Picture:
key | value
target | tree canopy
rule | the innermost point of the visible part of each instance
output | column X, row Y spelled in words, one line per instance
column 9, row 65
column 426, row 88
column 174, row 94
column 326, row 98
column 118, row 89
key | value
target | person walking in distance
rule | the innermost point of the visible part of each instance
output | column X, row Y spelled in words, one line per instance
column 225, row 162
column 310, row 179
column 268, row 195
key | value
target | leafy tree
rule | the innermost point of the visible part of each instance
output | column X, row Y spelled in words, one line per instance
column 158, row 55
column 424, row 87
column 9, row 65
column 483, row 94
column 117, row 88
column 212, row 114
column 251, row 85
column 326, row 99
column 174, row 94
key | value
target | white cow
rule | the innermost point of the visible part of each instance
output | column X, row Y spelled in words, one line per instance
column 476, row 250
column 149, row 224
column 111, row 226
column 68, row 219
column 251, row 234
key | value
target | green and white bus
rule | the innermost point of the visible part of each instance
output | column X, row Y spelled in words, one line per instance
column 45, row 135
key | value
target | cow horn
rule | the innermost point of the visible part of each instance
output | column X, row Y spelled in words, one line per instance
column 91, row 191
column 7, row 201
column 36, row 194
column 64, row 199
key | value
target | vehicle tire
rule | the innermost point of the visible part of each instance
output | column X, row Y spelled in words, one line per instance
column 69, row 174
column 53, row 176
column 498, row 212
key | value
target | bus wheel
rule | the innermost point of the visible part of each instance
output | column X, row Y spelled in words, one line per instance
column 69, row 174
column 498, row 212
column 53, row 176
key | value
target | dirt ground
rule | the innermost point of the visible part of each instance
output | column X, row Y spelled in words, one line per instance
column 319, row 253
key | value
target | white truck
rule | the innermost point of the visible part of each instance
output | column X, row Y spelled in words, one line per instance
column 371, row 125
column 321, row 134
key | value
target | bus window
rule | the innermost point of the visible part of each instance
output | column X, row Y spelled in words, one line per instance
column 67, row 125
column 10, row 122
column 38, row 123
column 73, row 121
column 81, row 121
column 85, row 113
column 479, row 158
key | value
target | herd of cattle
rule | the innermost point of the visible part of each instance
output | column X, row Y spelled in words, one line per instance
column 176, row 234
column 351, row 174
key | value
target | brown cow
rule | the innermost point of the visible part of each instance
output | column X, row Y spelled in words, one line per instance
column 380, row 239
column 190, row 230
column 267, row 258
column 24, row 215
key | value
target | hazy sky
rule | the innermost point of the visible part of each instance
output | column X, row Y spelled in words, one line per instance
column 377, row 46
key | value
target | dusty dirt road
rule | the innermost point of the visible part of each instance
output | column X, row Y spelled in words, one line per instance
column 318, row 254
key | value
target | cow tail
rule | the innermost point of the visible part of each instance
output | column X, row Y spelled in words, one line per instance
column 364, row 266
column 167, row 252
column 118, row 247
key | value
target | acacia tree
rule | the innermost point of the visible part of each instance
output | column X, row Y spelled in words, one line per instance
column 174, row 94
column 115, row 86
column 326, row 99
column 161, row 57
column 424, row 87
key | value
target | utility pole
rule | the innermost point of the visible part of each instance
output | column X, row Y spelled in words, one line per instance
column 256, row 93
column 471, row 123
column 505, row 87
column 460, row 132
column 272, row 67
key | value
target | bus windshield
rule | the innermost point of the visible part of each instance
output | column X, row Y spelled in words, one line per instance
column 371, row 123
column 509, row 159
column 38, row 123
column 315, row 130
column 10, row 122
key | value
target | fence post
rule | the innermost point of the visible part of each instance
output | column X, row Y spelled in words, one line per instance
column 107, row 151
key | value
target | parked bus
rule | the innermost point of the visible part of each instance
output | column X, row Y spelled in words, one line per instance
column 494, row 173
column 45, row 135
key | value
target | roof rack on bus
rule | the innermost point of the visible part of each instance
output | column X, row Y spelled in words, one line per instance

══════

**Task details:**
This task calls for every entry above to be transcribed exactly.

**Solved problem:**
Picture:
key | value
target | tree canopy
rule | the innermost point of the visible part of each instance
output | column X, row Y spelled in words, one line per instance
column 9, row 65
column 426, row 88
column 174, row 94
column 326, row 98
column 118, row 89
key | value
target | person walking in distance
rule | the innermost point of the visible part of each instance
output | column X, row Y spelled in words, one line per instance
column 225, row 162
column 310, row 179
column 268, row 195
key | value
target | leafy tree
rule | the innermost point of the visible part of each instance
output | column X, row Y spelled in words, one line per instance
column 158, row 55
column 424, row 87
column 9, row 65
column 483, row 94
column 117, row 88
column 212, row 114
column 251, row 85
column 326, row 99
column 174, row 94
key | value
target | white cow
rule | the innermost point of the visible part of each instance
output | column X, row Y spelled in words, one line per instance
column 476, row 250
column 149, row 224
column 111, row 226
column 68, row 219
column 251, row 234
key | value
target | green and white bus
rule | the innermost point of the visible part of each instance
output | column X, row Y spelled in words, one line per instance
column 45, row 135
key | value
target | cow horn
rule | the innermost point of the visible part of each instance
output | column X, row Y spelled in words, one line per instance
column 91, row 191
column 7, row 201
column 36, row 194
column 64, row 199
key | value
target | vehicle tire
rule | the innermost point of the visible part of each instance
output | column X, row Y spelled in words, one line per instance
column 69, row 174
column 53, row 176
column 498, row 212
key | value
target | bus wheel
rule | the innermost point of the visible part of each instance
output | column X, row Y spelled in words, one line per instance
column 69, row 174
column 498, row 212
column 53, row 176
key | value
target | dirt ground
rule | the innermost point of the visible part of each instance
output | column X, row Y spelled in words, one line per instance
column 319, row 253
key | value
target | white truck
rule | the innermost point of the visible part of each instance
output | column X, row Y spelled in words, one line per instance
column 371, row 125
column 321, row 134
key | value
target | bus window
rule | the innermost point of the visible part of each instance
output | column X, row Y spelled in words, one line per instance
column 67, row 125
column 10, row 122
column 38, row 123
column 73, row 121
column 81, row 121
column 85, row 113
column 479, row 158
key | value
target | herd of cattle
rule | the innermost point of the visible part of each instance
output | column X, row Y spelled in words, one line per instance
column 176, row 234
column 351, row 174
key | value
target | brown cow
rule | the innermost point of the visible part of each instance
output | column X, row Y spelled in words, one line per instance
column 380, row 239
column 190, row 230
column 267, row 258
column 24, row 215
key | value
target | hazy sky
rule | the innermost point of the visible part of each instance
output | column X, row Y spelled in words, one line per instance
column 377, row 46
key | value
target | dusty dirt road
rule | the innermost point of the visible part of each instance
output | column X, row Y spelled in words, one line per instance
column 318, row 254
key | value
target | cow tail
rule | the innermost point of the visible part of each instance
output | column X, row Y spelled in words, one line per instance
column 364, row 266
column 167, row 252
column 118, row 247
key | value
target | acacia tree
rule | the innermost point of the visible part of each instance
output | column X, row Y spelled in words, one line per instance
column 174, row 94
column 115, row 86
column 326, row 99
column 161, row 57
column 424, row 87
key | value
target | utility pole
rule | the innermost point of the visible part of each instance
output | column X, row Y spelled in words, one line per instance
column 256, row 93
column 471, row 123
column 505, row 87
column 460, row 132
column 272, row 67
key | value
target | bus windshield
rule | the innermost point of the visible part of each instance
output | column X, row Y spelled in words, one line per instance
column 371, row 123
column 509, row 159
column 38, row 123
column 315, row 130
column 10, row 122
key | value
target | fence post
rule | the innermost point of the visible part of each instance
output | column X, row Y spelled in words, one line per instance
column 107, row 151
key | value
target | parked bus
rule | the innermost point of the visible part of each instance
output | column X, row Y spelled in words, one line per instance
column 494, row 173
column 45, row 135
key | value
target | roof rack on bus
rule | the innermost point of the visible part of each instance
output | column X, row Y spelled in words, one line per instance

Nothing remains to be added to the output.